Thursday, January 10, 2019

Bobservations

A quick Carlos story …while we laugh and joke and have fun, we do have our arguments, and about once a year or so, we have a huge blow-up.

As in the fight we had a couple of weeks ago, over Carlos’ refusal to listen, and how, while at Walmart—where we shopped for ingredients for a cheesecake he was making for a party, and only because someone gave him a Walmart gift card—every time I found something he needed, and said:
Do you need this?
He’d say:
Huh?
Do.You.Need.This?
Every time; and so we got into an argument about that and it turned loud and foot-stomping, especially when he said to me:
I think because you don’t like Walmart [Sidenote: I hate Walmart] you deliberately lowered your voice.
And that’s when the top of my head blew off. On the upside, after getting it all out, we’re done with the fight; the good thing is neither one of us carries the anger longer than a few minutes. On a more fun side, I was telling that story to my Dad over the phone last week, and as we finished up, he said:
Give my best to your husband … when you can get his attention.
And that, my friends. Is where I get it from. Thanks Dad!
I first posted about Cyntoia Brown a few weeks back, but here’s a brief recap: Brown was convicted … as a teenager … of killing a man while she was a sex trafficking victim and sentenced to 51 years before being eligible for parole.

A lotta folks found this odd, since the same thing happens to white people and they get minimal, or no jail time … like Keeva Delaney, who murdered her husband during an argument and was given one year in jail, and nine years of probation. And Delaney will serve her sentence one month at a time for ten years so as not to ruin her life. Uh huh.
..............................
— JOBS —
1. Identify every person the Bobservations post names by name.
2. Answer these questions using the Bobservations post:
(a) What was Carlos making with the ingredients bought at Walmart?
(b) How many years was Cyntoia Brown sentenced to before becoming eligible for parole?
(c) What sentence was Keeva Delaney given?
3. Continue the Bobservations post from its final sentence.

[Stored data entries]
..............................
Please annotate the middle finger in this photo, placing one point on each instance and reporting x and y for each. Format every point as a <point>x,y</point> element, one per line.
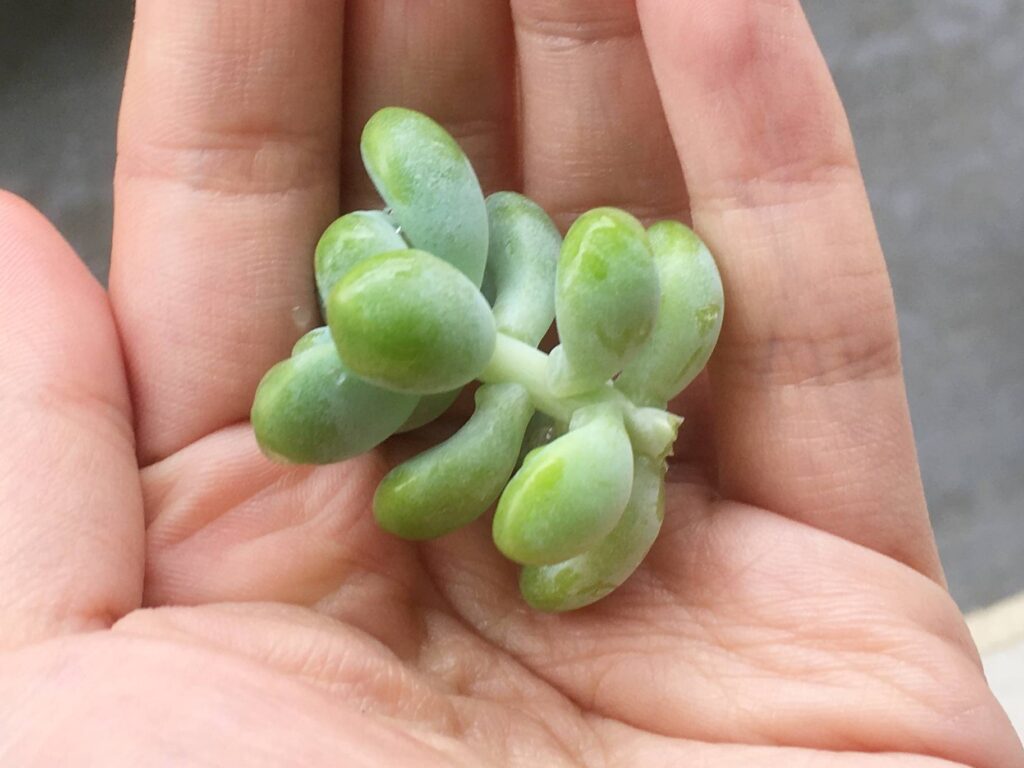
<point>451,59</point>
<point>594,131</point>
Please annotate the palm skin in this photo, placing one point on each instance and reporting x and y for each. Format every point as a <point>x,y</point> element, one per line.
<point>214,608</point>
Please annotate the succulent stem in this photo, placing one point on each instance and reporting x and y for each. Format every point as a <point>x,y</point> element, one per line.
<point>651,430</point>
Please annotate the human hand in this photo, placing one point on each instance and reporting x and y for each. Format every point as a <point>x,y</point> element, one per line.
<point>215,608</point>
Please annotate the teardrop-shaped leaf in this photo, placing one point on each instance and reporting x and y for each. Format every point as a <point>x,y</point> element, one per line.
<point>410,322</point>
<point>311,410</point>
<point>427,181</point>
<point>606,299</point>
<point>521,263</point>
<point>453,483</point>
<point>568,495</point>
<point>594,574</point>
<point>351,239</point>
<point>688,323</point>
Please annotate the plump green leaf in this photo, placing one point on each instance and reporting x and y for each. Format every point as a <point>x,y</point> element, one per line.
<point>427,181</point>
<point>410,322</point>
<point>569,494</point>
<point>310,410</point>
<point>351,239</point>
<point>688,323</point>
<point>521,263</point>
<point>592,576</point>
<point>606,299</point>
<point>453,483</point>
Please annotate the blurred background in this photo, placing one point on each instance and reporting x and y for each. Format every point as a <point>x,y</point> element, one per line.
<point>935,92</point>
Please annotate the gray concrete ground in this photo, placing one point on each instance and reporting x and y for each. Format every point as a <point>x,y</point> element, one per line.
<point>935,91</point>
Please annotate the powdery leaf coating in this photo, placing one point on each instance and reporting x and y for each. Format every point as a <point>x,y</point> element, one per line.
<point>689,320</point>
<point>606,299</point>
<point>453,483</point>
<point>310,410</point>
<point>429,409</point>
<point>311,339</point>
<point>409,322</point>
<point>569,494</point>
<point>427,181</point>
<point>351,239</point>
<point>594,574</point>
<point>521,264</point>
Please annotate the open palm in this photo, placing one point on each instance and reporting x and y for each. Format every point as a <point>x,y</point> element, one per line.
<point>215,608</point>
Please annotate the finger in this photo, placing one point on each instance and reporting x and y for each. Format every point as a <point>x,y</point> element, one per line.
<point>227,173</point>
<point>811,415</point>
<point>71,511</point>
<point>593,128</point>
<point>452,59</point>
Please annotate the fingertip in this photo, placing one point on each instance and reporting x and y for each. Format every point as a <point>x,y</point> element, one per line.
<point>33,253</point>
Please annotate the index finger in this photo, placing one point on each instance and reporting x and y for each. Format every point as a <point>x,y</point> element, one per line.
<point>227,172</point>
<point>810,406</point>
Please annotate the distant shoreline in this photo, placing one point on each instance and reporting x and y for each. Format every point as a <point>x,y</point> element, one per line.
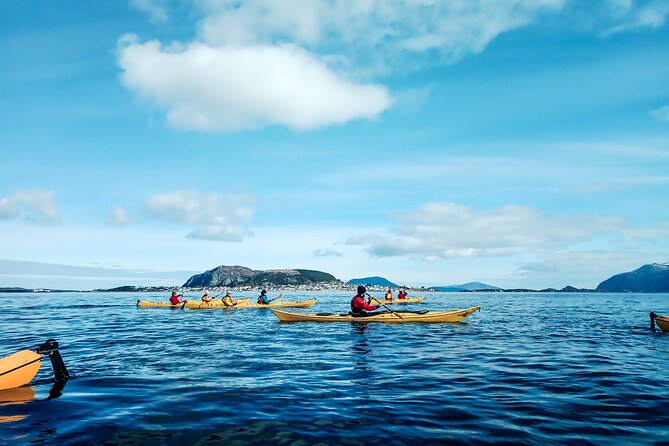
..............................
— ANSWERS GIVEN —
1. Carlos, Cyntoia Brown, Keeva Delaney

2.
(a) A cheesecake for a party.
(b) 51 years.
(c) One year in jail and nine years of probation.

3.
Well, there’s good news for Brown. Tennessee governor Bill Haslam has granted her a full commutation to parole and she will be eligible for release on August 7 after serving 15 years; she will remain on parole for 10 years.

It should be noted that Haslam is a Republican. Just sayin’.
The Fat Bastard, and his band of racist evangelicals, are all fired up about building a wall, but have absolutely no desire to fix our dangerously crumbling infrastructure.

Think on that.
A new bill, the Justice for Victims of Lynching Act ,cleared the US Senate last month in a rare unanimous vote. Under this new bill, lynchings will be charged as a federal hate crime.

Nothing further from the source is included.